#### INPUT:
☆ ☆ ☆ ☆ ☆
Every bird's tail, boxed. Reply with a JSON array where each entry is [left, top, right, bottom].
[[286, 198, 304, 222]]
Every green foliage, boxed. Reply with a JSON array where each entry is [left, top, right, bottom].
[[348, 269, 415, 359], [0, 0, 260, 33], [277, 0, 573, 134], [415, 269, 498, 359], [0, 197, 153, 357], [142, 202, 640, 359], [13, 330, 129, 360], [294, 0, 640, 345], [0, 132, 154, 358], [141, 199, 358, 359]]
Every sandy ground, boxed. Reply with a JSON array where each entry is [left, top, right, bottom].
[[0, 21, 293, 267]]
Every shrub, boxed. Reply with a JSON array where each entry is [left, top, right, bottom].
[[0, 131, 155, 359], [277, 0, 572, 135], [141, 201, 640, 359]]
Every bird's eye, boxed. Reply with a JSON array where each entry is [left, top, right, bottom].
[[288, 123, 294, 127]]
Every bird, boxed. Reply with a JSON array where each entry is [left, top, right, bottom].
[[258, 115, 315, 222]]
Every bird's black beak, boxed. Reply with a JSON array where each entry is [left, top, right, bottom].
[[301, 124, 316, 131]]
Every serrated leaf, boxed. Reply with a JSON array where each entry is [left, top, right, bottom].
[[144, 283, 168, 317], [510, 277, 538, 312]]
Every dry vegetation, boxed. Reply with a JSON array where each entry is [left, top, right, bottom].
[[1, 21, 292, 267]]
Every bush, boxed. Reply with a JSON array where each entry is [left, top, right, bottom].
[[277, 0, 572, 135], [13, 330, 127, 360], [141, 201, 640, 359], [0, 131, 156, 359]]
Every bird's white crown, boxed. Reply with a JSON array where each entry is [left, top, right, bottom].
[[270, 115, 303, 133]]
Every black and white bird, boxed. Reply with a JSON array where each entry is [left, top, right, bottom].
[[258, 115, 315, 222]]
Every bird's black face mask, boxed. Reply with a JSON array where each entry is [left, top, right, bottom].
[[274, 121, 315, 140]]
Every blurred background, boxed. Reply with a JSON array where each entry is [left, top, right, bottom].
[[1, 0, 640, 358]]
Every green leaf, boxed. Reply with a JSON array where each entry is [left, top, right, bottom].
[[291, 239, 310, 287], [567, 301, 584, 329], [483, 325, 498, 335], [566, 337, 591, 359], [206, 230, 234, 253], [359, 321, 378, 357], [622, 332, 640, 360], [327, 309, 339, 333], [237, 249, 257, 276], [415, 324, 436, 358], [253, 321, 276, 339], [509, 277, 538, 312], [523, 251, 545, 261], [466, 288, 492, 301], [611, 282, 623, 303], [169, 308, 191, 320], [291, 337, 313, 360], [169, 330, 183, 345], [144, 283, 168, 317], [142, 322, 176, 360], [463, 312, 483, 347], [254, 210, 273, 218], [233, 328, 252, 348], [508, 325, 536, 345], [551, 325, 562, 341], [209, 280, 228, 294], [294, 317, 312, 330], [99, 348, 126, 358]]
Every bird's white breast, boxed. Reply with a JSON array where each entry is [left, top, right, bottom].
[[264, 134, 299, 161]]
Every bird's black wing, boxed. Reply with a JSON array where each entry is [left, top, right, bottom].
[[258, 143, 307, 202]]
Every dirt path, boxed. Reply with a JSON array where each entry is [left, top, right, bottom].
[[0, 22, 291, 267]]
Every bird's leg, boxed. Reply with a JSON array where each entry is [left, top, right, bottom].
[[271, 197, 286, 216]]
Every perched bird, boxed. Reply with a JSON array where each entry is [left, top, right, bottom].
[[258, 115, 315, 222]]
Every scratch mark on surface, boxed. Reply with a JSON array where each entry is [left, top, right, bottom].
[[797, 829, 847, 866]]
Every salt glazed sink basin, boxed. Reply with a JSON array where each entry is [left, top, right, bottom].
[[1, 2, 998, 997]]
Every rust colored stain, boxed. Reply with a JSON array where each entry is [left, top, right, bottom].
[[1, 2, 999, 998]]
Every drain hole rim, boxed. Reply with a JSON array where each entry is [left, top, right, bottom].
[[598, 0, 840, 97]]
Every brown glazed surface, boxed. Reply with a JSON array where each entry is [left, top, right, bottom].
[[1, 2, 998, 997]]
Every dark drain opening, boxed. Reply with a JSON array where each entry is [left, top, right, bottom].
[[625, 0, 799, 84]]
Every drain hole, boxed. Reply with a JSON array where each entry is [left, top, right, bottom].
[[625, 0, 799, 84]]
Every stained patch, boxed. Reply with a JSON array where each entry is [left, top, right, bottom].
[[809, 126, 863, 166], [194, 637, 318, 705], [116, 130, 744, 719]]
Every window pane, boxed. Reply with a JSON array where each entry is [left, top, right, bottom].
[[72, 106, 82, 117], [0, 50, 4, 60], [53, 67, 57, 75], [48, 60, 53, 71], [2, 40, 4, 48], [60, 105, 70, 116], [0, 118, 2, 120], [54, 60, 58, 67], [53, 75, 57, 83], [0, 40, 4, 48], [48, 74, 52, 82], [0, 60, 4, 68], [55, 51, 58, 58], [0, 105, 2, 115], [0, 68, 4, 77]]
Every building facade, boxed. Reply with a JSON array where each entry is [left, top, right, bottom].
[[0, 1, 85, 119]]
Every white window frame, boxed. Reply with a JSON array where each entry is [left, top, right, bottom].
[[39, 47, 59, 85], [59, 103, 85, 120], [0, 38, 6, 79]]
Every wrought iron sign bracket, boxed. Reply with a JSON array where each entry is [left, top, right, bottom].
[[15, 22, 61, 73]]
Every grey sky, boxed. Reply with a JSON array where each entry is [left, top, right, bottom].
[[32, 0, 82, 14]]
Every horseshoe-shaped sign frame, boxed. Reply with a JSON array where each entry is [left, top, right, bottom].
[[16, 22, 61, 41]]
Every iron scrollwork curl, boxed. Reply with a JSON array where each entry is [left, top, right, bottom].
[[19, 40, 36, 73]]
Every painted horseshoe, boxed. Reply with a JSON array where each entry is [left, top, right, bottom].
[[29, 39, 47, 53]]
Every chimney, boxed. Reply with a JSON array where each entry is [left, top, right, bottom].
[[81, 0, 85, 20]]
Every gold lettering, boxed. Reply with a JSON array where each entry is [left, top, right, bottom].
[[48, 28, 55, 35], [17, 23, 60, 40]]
☆ ☆ ☆ ☆ ☆
#### INSTRUCTIONS FOR THE TASK:
Repeat each record exactly. Omit nothing.

#### SOLUTION FOR THIS TASK:
Every bird's tail, boxed. Reply with a JSON array where each entry is [left, top, right, bottom].
[[286, 198, 304, 222]]
Every green foliage, boxed. Reply with a JSON array where each entry is [left, top, right, bottom].
[[348, 269, 415, 359], [0, 0, 260, 33], [277, 0, 573, 134], [415, 269, 498, 359], [0, 197, 153, 357], [142, 202, 640, 359], [13, 330, 129, 360], [294, 0, 640, 345], [0, 132, 154, 358], [141, 199, 358, 359]]
Every sandy ground, boxed. Reply with a JSON array where each entry is [left, top, right, bottom].
[[0, 21, 293, 267]]
Every shrub, boxed. Reply with a JSON array where each entry is [left, top, right, bottom].
[[0, 131, 155, 359], [277, 0, 572, 135], [141, 201, 640, 359]]
Every bird's eye, boxed. Reply with a JSON array where each entry is [left, top, right, bottom].
[[288, 123, 294, 127]]
Every bird, boxed. Reply with a JSON array where each entry is [left, top, right, bottom].
[[258, 115, 315, 222]]
Every bird's black beak, boxed. Reply with a JSON array where each entry is [left, top, right, bottom].
[[301, 124, 316, 131]]
Every serrated leaf, boxed. Reply with a JSON array where each entry is [left, top, right, bottom].
[[144, 283, 168, 317], [510, 277, 538, 312]]
Every dry vegetation, boxed. Reply with a JSON array where each entry is [left, top, right, bottom].
[[1, 21, 292, 267]]
Every bush, boxed. Reply with a JSON array where each entry is [left, top, right, bottom].
[[277, 0, 572, 135], [13, 330, 127, 360], [141, 201, 640, 359], [0, 131, 156, 359]]
Every bird's white crown, boxed. Reply with a JSON array where each entry is [left, top, right, bottom].
[[270, 115, 303, 133]]
Every black and white bird, boxed. Reply with a JSON array where each entry is [left, top, right, bottom].
[[258, 115, 315, 222]]
Every bird's black face mask, boxed. Reply with a JSON array where each entry is [left, top, right, bottom].
[[274, 121, 315, 140]]
Every blurred background, boxed. Reply with a JSON array where each entry is [left, top, right, bottom].
[[1, 0, 640, 358]]
Every green leaf, boxed. Reply with a JSON array where each entry is [left, top, right, bottom].
[[291, 239, 310, 287], [567, 301, 584, 329], [483, 325, 498, 335], [566, 337, 591, 359], [206, 230, 234, 253], [359, 321, 378, 357], [622, 332, 640, 360], [327, 309, 339, 333], [237, 249, 257, 276], [415, 324, 436, 358], [253, 321, 276, 339], [509, 277, 538, 312], [523, 251, 545, 261], [466, 288, 492, 301], [611, 282, 623, 303], [169, 308, 191, 320], [291, 337, 313, 360], [169, 330, 183, 345], [144, 283, 168, 317], [142, 322, 176, 360], [463, 312, 483, 347], [254, 210, 273, 218], [233, 328, 252, 348], [508, 325, 536, 345], [551, 325, 562, 341], [209, 280, 228, 294], [294, 317, 312, 330], [99, 348, 126, 358]]
Every bird's white breast, boxed. Reply with a JSON array where each entry is [left, top, right, bottom].
[[264, 134, 299, 161]]
Every bird's black wing, boxed. Reply with a JSON array where each entry is [left, top, right, bottom].
[[258, 143, 307, 202]]
Every dirt path, boxed. Reply with a JSON array where each entry is [left, top, right, bottom].
[[0, 22, 291, 267]]
Every bird's leg, boxed. Reply with a JSON array where each entry is [left, top, right, bottom].
[[271, 197, 286, 216]]
Every perched bird, boxed. Reply with a JSON array where each entry is [left, top, right, bottom].
[[258, 115, 315, 222]]
Every scratch mark on surface, boxed. Reply with a JSON array where each entry is [left, top, right, bottom].
[[797, 829, 847, 866]]
Every salt glazed sink basin, boxed. Reply with a JSON array where each entry is [left, top, right, bottom].
[[1, 2, 998, 997]]
Every rust colored stain, boxed. Reply with a JSON array where each entry is [left, top, right, bottom].
[[1, 2, 999, 998]]
Every drain hole rim, boxed. Reply with a JSON array where each entry is [left, top, right, bottom].
[[598, 0, 840, 97]]
Every brown glazed surface, boxed. Reply with a JSON array where each entry is [left, top, right, bottom].
[[1, 2, 998, 997]]
Every dark drain opening, boxed. Reply with a JSON array where each entry is [left, top, right, bottom].
[[625, 0, 799, 84]]
Every drain hole, boxed. Reply with a JSON array where each entry is [left, top, right, bottom].
[[625, 0, 799, 84]]
Every stained patch, boxed. Reply with a JSON array where each entry is [left, top, right, bottom].
[[809, 126, 863, 166], [194, 637, 318, 705], [116, 130, 744, 719]]
Every window pane, boxed. Reply with a JSON array where each entry is [left, top, right, bottom].
[[72, 106, 82, 117], [0, 50, 4, 60], [53, 67, 57, 75], [48, 60, 53, 71], [2, 40, 4, 48], [60, 105, 70, 116], [0, 118, 2, 120], [54, 60, 58, 67], [53, 75, 57, 83], [0, 40, 4, 48], [48, 74, 52, 82], [0, 60, 4, 68], [55, 51, 58, 58], [0, 105, 2, 115], [0, 68, 4, 77]]
Every building facade, boxed. Reply with a JSON array where each entry is [left, top, right, bottom].
[[0, 1, 85, 119]]
Every white window frame, boxed. Reply with a JSON array where each entry is [left, top, right, bottom].
[[39, 47, 59, 85], [59, 103, 85, 120], [0, 38, 6, 79]]
Every wrought iron sign bracket, boxed. Reply with a JSON array where each entry is [left, top, right, bottom].
[[15, 22, 61, 73]]
Every grey sky, boxed. Reply with a JSON array where each entry is [left, top, right, bottom].
[[32, 0, 82, 14]]
Every horseshoe-shaped sign frame, boxed. Reply with a JSON array where each entry is [left, top, right, bottom].
[[16, 22, 61, 41]]
Every iron scrollwork curl, boxed. Reply with a JSON array where each entry is [left, top, right, bottom].
[[19, 40, 36, 73]]
Every painted horseshoe, boxed. Reply with a JSON array where each entry is [left, top, right, bottom].
[[29, 39, 47, 53]]
Every chimney, boxed. Reply with a JSON array where each entry is [left, top, right, bottom].
[[81, 0, 85, 20]]
Every gold lettering, boxed. Reply with a JSON array where each entry is [left, top, right, bottom].
[[48, 28, 55, 35], [17, 23, 60, 40]]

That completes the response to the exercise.